_What is required_. Select every line in the records that contains the string "road", matching case exactly.

_Dataset content_.

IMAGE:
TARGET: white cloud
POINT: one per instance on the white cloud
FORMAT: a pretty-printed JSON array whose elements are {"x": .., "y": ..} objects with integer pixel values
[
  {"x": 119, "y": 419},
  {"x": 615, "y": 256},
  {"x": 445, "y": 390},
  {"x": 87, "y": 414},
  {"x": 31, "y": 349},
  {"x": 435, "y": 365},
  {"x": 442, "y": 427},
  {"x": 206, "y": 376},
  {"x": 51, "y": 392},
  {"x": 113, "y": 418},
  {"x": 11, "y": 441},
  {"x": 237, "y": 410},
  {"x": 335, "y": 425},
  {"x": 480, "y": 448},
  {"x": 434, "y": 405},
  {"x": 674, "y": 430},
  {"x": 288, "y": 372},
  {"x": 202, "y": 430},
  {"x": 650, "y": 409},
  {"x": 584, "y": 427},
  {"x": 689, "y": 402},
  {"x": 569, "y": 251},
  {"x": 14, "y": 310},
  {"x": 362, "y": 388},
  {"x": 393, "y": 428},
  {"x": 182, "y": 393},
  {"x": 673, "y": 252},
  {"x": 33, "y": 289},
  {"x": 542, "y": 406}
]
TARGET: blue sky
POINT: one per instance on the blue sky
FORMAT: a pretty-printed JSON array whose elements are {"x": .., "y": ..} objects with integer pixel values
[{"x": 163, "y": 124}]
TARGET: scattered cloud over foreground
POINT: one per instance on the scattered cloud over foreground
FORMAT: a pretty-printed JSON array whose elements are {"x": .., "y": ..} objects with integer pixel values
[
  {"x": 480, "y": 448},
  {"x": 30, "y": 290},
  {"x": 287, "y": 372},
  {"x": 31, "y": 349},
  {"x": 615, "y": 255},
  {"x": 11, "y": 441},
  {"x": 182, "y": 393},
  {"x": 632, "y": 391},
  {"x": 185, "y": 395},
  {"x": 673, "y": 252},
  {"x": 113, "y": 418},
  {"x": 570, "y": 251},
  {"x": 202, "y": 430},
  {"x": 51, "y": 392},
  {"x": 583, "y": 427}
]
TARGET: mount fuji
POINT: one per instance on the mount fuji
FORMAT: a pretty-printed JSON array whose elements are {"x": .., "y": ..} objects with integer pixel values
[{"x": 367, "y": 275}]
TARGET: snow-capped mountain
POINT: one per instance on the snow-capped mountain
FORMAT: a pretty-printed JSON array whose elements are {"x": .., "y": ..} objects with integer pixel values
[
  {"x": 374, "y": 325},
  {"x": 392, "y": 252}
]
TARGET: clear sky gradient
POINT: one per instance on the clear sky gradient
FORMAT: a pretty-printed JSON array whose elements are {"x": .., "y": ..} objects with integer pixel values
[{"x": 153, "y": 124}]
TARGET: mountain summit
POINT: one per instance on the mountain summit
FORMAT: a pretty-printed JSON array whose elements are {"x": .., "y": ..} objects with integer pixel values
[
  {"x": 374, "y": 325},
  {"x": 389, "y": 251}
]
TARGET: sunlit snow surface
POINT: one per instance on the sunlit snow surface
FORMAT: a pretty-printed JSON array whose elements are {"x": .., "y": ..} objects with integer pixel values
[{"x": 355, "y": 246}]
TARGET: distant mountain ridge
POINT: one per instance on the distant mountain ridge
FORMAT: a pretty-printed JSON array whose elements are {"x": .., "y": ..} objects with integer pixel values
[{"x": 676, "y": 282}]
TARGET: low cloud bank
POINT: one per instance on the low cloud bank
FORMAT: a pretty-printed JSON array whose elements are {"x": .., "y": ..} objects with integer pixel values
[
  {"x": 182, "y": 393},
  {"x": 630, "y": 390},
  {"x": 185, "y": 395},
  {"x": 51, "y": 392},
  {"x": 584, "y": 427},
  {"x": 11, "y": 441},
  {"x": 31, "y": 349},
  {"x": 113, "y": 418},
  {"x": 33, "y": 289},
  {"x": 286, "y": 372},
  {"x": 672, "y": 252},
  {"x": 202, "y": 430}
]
* * *
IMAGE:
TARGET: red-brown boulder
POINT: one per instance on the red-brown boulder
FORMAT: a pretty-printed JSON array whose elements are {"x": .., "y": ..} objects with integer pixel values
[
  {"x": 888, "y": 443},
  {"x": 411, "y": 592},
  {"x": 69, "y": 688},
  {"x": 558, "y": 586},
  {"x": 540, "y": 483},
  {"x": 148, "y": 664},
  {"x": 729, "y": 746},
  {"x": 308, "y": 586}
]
---
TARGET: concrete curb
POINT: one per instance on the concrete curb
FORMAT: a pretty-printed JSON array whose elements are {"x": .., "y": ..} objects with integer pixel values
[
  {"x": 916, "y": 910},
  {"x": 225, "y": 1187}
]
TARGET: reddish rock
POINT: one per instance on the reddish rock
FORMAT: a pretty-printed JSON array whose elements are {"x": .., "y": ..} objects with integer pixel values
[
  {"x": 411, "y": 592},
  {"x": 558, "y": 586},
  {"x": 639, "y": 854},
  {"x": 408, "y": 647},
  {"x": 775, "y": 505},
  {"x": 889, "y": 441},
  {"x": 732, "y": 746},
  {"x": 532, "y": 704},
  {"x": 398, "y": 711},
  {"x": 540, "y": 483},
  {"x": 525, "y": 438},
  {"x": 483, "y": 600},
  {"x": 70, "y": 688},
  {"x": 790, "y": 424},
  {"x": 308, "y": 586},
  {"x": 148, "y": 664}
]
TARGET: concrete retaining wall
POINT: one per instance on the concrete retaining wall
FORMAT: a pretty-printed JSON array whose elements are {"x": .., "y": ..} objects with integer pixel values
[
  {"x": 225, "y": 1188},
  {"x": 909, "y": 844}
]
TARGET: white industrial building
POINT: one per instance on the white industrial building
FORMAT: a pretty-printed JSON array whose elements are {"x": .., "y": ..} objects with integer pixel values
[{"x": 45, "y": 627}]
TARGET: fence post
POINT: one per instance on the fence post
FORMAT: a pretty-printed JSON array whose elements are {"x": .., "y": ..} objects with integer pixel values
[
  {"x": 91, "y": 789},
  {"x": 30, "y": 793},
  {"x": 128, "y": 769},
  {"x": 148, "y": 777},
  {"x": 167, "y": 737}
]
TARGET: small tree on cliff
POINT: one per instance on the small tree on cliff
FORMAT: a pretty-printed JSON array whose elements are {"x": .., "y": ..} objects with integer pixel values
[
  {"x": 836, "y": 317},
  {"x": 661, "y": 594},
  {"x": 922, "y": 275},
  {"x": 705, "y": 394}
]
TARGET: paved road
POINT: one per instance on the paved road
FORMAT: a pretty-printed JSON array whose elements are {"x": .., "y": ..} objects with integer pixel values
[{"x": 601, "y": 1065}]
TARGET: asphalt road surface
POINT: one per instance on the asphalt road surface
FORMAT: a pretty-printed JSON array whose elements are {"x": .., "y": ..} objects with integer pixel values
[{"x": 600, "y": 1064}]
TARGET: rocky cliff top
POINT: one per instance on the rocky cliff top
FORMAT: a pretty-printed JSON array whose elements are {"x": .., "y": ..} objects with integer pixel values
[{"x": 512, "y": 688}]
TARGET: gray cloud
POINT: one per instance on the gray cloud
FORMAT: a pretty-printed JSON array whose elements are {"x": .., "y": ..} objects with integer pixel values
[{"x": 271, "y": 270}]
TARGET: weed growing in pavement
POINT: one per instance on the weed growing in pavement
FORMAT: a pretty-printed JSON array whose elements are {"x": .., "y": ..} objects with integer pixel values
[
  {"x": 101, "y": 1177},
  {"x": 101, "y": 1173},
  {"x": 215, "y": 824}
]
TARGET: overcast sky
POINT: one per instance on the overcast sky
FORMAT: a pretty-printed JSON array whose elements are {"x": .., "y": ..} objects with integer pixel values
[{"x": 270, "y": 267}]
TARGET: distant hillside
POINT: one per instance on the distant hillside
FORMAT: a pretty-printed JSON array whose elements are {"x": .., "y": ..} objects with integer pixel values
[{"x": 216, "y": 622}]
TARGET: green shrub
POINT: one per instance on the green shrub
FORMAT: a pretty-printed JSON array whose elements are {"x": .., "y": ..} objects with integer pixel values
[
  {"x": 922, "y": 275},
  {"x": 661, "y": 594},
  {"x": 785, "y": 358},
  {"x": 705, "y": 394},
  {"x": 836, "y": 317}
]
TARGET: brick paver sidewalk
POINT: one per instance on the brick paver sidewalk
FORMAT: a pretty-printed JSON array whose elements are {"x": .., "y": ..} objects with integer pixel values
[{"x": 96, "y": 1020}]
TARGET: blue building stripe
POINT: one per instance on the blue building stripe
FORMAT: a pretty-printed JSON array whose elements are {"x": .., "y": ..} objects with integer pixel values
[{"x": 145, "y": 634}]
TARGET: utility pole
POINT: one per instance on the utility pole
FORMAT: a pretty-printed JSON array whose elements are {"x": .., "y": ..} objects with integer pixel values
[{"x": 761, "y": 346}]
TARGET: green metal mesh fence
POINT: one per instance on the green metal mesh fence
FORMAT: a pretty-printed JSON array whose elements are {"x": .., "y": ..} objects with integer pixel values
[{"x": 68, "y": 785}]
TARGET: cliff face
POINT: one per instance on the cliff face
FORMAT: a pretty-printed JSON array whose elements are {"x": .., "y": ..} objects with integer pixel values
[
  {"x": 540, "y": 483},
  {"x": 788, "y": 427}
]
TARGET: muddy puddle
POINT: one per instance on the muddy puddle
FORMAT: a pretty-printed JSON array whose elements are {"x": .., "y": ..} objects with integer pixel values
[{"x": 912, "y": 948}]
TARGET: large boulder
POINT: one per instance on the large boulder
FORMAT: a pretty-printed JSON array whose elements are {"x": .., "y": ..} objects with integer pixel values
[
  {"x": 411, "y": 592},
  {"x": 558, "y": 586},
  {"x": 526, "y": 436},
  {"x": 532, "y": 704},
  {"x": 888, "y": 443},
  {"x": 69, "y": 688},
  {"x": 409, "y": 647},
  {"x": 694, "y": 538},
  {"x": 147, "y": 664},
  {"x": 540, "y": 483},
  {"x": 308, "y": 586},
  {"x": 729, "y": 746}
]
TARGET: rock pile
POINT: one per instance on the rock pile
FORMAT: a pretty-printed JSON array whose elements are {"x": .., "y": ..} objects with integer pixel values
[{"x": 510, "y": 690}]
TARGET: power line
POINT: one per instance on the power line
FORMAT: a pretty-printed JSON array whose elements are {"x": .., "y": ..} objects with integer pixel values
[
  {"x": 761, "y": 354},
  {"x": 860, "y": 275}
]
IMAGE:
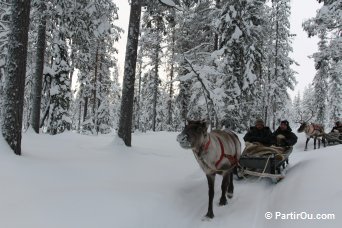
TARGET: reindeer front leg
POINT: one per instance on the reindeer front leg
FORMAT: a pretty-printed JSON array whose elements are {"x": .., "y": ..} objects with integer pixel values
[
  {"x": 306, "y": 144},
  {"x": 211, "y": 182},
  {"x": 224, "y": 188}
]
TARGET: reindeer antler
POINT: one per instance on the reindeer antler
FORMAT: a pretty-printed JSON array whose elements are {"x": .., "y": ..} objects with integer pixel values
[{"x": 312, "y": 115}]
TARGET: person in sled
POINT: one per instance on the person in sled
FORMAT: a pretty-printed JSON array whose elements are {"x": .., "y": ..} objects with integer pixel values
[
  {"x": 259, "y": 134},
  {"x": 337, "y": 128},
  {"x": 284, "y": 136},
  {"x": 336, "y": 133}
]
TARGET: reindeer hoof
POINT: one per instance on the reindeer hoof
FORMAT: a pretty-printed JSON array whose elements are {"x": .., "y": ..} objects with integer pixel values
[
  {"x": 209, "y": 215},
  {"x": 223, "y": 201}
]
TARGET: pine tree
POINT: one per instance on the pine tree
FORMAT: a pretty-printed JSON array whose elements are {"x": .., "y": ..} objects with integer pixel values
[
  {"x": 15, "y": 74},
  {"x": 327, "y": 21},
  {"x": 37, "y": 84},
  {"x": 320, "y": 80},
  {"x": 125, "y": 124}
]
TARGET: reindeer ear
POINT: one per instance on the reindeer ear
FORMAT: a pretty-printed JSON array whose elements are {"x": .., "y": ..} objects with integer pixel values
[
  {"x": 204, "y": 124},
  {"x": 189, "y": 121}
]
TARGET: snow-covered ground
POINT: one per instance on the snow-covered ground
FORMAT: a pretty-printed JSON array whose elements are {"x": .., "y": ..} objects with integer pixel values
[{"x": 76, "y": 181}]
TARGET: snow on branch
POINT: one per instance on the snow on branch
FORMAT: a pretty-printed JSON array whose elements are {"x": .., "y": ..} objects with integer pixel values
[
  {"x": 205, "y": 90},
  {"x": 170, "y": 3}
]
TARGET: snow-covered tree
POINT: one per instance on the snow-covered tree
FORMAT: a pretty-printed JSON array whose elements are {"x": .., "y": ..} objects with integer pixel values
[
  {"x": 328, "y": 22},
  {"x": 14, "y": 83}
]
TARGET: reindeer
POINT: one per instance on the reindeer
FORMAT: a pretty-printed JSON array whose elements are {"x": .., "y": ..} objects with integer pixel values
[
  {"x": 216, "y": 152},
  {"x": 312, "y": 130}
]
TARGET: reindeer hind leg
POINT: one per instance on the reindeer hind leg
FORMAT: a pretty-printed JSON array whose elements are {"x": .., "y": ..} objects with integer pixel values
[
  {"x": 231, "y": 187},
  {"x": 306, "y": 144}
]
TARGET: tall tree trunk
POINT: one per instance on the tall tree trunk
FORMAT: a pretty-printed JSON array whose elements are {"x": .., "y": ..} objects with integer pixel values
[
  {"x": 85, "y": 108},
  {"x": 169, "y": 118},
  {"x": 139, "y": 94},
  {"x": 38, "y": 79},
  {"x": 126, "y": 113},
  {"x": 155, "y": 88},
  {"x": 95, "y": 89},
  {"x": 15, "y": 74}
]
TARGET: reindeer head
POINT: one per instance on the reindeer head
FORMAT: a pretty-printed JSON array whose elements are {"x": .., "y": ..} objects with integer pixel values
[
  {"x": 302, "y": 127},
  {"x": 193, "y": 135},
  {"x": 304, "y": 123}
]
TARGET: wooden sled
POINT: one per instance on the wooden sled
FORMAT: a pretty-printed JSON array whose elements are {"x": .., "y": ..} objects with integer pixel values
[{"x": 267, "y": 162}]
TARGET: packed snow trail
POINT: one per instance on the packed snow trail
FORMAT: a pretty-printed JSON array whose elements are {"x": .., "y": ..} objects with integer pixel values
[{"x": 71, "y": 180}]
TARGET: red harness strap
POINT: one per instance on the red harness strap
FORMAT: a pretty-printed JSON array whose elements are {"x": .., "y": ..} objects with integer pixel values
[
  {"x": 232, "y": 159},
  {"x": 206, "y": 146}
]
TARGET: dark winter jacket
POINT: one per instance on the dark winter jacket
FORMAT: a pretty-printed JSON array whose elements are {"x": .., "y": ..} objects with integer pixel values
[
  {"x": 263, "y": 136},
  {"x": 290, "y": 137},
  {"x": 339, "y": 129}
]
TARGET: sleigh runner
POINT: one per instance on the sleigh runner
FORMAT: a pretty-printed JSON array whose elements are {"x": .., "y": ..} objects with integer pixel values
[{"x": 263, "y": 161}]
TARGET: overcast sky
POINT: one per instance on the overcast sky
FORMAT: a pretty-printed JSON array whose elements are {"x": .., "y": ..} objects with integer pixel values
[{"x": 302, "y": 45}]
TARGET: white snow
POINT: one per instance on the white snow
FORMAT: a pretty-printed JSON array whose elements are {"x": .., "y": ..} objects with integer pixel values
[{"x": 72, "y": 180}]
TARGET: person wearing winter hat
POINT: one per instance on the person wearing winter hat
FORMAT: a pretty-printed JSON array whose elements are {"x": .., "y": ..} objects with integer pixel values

_Result_.
TARGET: paved road
POINT: one per instance on the paved road
TARGET: asphalt road surface
POINT: one per instance on the asphalt road surface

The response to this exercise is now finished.